How to complete this task » Print every line below. Match each one exactly.

(Collected data)
=== Section Start ===
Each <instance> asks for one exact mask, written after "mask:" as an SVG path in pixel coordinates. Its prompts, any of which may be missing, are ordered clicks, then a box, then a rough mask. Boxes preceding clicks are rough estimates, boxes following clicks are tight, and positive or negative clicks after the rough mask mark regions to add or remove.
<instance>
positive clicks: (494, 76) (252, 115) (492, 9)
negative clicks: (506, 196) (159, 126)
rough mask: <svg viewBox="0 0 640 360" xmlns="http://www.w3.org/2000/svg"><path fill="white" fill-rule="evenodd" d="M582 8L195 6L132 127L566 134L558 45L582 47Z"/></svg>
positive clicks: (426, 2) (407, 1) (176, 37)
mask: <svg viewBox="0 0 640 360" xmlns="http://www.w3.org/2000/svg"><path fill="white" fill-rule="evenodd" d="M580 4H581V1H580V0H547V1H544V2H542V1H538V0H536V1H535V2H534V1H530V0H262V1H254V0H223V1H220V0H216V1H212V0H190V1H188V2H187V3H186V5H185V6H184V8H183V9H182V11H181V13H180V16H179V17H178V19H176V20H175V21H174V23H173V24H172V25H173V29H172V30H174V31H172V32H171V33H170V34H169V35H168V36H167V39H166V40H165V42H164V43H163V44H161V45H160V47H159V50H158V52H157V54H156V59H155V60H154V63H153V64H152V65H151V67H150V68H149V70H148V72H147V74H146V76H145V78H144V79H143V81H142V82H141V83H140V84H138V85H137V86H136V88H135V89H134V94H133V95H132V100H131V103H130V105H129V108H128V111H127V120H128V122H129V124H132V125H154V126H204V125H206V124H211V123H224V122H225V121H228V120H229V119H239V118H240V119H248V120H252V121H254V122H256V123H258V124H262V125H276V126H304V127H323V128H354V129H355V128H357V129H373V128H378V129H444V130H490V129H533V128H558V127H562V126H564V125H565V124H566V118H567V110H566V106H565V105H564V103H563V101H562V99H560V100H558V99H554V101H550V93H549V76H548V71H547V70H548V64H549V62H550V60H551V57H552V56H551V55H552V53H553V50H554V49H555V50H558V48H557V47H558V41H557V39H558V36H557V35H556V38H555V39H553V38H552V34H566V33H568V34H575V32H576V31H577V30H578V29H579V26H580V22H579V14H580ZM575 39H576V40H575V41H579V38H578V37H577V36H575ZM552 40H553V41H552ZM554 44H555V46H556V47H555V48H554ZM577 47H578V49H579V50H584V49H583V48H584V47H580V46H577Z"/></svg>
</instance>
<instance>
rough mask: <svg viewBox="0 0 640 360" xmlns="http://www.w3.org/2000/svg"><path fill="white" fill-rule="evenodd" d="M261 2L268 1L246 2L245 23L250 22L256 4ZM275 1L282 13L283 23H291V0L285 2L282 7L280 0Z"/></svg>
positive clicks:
=== Section End ===
Output of the task »
Each <instance> asks for one exact mask, written after "mask:" as an SVG path in pixel coordinates. Its prompts, any of which may be missing, are ordered clicks, then a box, then a rough mask. Boxes preceding clicks are rough estimates, boxes following clicks are tight, and positive or negative clicks after the rough mask mark regions to add or remove.
<instance>
positive clicks: (494, 76) (252, 115) (492, 9)
negative clicks: (506, 196) (159, 126)
rough mask: <svg viewBox="0 0 640 360" xmlns="http://www.w3.org/2000/svg"><path fill="white" fill-rule="evenodd" d="M582 8L195 6L132 127L566 134L558 45L582 47Z"/></svg>
positive clicks: (426, 2) (407, 1) (176, 37)
mask: <svg viewBox="0 0 640 360" xmlns="http://www.w3.org/2000/svg"><path fill="white" fill-rule="evenodd" d="M580 4H581V1H580V0H547V1H544V2H542V1H538V0H536V1H535V2H534V1H530V0H262V1H254V0H223V1H220V0H216V1H212V0H190V1H188V2H187V3H186V5H185V6H184V8H183V9H182V11H181V13H180V16H179V17H178V19H176V20H175V21H174V23H173V24H172V25H173V29H172V30H174V31H172V32H171V33H170V34H169V35H168V36H167V39H166V40H165V42H164V43H163V44H161V45H160V47H159V50H158V52H157V54H156V59H155V60H154V63H153V64H152V65H151V67H150V68H149V70H148V72H147V74H146V76H145V78H144V79H143V81H142V82H141V83H140V84H138V85H137V86H136V88H135V89H134V94H133V95H132V100H131V103H130V105H129V108H128V111H127V120H128V122H129V124H132V125H154V126H204V125H206V124H211V123H224V122H225V121H228V120H229V119H239V118H240V119H248V120H252V121H254V122H256V123H258V124H262V125H276V126H304V127H323V128H354V129H355V128H357V129H373V128H378V129H444V130H490V129H533V128H558V127H562V126H564V125H565V124H566V118H567V110H566V106H565V105H564V103H563V101H562V99H560V100H558V99H554V101H550V93H549V76H548V71H547V70H548V64H549V62H550V60H551V57H552V56H551V55H552V53H553V50H554V49H555V50H558V48H557V47H558V41H557V39H558V36H557V35H556V38H555V39H553V38H552V34H566V33H568V34H575V32H576V31H577V30H578V29H579V26H580V22H579V14H580ZM575 39H576V40H575V41H579V38H578V37H577V36H575ZM552 40H553V41H552ZM554 44H555V46H556V47H555V48H554ZM577 47H578V49H579V50H584V49H583V48H584V47H580V46H577Z"/></svg>
</instance>
<instance>
rough mask: <svg viewBox="0 0 640 360" xmlns="http://www.w3.org/2000/svg"><path fill="white" fill-rule="evenodd" d="M261 2L268 1L246 2L245 23L250 22L256 4ZM275 1L282 13L283 23H291V0L285 2L282 7L280 0Z"/></svg>
positive clicks:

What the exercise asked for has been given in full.